(Excerpts of pointing data)

---

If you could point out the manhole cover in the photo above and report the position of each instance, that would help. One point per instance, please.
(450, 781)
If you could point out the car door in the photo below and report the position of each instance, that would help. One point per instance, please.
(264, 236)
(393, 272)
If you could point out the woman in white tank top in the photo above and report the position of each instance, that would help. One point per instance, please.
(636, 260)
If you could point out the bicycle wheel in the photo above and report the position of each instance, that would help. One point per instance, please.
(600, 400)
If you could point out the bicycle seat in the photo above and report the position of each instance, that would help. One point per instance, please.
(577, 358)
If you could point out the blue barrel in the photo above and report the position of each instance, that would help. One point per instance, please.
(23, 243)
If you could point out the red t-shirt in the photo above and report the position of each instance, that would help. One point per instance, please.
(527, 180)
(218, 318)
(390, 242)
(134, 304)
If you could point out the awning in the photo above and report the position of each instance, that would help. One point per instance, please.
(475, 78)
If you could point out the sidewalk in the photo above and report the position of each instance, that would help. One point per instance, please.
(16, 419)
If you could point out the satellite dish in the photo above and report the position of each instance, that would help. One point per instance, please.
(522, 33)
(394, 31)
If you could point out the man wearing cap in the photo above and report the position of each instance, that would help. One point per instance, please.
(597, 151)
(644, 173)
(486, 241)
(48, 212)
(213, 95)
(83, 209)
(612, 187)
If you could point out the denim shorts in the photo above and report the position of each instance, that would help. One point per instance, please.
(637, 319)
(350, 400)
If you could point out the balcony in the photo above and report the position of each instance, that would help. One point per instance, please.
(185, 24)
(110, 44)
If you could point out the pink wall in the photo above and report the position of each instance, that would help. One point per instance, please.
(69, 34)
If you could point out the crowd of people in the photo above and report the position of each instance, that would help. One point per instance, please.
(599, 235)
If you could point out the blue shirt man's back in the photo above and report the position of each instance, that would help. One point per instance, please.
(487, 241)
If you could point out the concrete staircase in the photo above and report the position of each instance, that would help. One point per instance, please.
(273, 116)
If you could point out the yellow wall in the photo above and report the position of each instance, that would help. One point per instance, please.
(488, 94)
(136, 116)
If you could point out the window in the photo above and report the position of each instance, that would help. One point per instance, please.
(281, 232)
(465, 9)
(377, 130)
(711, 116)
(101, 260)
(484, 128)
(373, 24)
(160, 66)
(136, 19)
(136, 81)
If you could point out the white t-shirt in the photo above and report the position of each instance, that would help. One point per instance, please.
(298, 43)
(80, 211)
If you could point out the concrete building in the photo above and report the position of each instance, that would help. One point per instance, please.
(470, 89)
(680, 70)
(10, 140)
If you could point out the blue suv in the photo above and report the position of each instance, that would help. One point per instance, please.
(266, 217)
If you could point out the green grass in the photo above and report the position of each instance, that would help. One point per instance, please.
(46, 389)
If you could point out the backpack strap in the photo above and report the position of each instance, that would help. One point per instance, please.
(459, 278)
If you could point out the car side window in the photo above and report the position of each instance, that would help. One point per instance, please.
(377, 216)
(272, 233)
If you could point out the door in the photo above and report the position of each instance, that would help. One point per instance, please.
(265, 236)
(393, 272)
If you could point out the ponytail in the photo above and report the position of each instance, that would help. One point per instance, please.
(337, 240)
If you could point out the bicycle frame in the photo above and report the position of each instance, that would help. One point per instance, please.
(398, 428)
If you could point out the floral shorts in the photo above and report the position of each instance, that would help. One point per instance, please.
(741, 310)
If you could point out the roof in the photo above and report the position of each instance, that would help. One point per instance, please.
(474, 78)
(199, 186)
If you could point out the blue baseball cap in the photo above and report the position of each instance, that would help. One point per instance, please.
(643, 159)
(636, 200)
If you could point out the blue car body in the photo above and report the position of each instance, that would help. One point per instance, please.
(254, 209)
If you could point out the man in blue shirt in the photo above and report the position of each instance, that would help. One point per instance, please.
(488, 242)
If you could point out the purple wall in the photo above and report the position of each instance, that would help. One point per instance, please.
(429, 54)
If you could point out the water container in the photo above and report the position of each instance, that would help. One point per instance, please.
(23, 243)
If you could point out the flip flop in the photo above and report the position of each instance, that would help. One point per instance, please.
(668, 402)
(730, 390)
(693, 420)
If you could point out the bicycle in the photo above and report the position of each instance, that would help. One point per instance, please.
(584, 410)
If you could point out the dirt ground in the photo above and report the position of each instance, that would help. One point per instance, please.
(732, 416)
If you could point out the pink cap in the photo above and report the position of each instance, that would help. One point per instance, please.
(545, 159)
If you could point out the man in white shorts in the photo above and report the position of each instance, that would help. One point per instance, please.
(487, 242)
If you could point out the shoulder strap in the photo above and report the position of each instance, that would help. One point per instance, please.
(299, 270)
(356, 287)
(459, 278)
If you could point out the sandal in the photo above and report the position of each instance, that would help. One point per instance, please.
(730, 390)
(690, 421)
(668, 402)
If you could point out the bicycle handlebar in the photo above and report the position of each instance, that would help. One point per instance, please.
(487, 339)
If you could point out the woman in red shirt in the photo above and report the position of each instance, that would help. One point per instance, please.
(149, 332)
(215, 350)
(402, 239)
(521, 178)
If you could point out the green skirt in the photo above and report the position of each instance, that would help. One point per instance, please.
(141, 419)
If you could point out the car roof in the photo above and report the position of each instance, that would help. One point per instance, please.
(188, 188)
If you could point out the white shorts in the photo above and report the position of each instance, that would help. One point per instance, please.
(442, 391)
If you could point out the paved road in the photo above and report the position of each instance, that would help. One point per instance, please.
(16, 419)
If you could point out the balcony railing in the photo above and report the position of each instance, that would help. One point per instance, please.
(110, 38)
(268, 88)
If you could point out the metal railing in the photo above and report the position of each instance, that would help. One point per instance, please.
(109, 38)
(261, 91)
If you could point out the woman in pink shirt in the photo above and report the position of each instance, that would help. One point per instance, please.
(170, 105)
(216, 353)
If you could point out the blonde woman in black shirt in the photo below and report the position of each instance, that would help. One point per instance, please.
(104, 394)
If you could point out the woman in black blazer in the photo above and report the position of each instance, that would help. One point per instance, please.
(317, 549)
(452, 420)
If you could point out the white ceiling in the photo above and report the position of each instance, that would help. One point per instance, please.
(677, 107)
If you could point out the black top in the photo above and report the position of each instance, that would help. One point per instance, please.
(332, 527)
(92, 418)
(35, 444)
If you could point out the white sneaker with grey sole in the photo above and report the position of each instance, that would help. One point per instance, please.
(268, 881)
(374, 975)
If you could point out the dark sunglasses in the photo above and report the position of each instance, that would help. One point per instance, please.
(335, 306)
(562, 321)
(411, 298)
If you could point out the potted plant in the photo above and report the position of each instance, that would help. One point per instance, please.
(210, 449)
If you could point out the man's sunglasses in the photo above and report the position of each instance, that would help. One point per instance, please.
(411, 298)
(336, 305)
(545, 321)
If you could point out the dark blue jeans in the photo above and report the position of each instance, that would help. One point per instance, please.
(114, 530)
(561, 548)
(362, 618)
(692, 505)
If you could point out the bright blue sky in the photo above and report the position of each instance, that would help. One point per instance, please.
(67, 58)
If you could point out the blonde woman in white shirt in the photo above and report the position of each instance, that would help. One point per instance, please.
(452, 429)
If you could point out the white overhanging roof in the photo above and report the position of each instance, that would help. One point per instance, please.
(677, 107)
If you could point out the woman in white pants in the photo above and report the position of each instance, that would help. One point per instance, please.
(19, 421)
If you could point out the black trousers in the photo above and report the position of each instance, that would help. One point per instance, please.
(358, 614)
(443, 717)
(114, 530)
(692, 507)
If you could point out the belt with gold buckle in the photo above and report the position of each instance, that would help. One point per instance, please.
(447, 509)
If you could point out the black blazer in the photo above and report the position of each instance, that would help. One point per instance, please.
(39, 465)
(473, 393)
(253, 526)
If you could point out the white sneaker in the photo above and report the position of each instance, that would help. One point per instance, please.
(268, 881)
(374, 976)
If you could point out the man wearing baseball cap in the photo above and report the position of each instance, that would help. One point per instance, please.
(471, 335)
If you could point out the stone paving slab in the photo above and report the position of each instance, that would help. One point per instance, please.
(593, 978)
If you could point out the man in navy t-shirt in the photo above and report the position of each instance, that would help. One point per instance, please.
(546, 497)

---

-- Problem statement --
Every line from the one containing "If you could point out the dark blue" through the last line of the entries must be written out verbatim, and no other line.

-- Final answer --
If you could point out the dark blue jeans in the photo above and report the position of each instance, that would help. One point per instance, please.
(114, 530)
(561, 548)
(362, 618)
(692, 505)
If you could point out the bright blue sky in the photo above and report the position of each instance, that would help. One point per instance, please.
(67, 58)
If you could point out the blonde woman in white shirt in the photo above and report the position of each instance, that would help. One point per instance, please.
(452, 429)
If you could point out the white overhanging roof in the photo above and report the position of each instance, that would help. One point per instance, please.
(677, 107)
If you could point out the woman in white pants in the photo above and report the position of each instance, that would help. One point per instance, please.
(19, 421)
If you could point out the black trousers in the photo above and report the position of each instance, that would help. One point per instance, please.
(358, 614)
(443, 717)
(114, 530)
(692, 507)
If you could point out the belt with gold buckle in the photo above and report the position of each instance, that would help. One point per instance, please.
(447, 509)
If you could point out the black blazer in the photo above and report the position of each instance, that would help. One point per instance, please.
(39, 465)
(473, 393)
(253, 526)
If you could point out the white sneaker in the photo above and report the position of each instance, that would help. One point per instance, please.
(268, 881)
(374, 976)
If you could point out the man wearing baseball cap in the photo above and report the position of each instance, that would help. One point per instance, please.
(471, 335)
If you could point out the stone paving slab in the photo above and report the position of each instance, that would help. One point per instance, please.
(593, 978)
If you could point out the man in navy t-shirt in the photo above and report the position of each instance, that would help. One point per instance, please.
(546, 497)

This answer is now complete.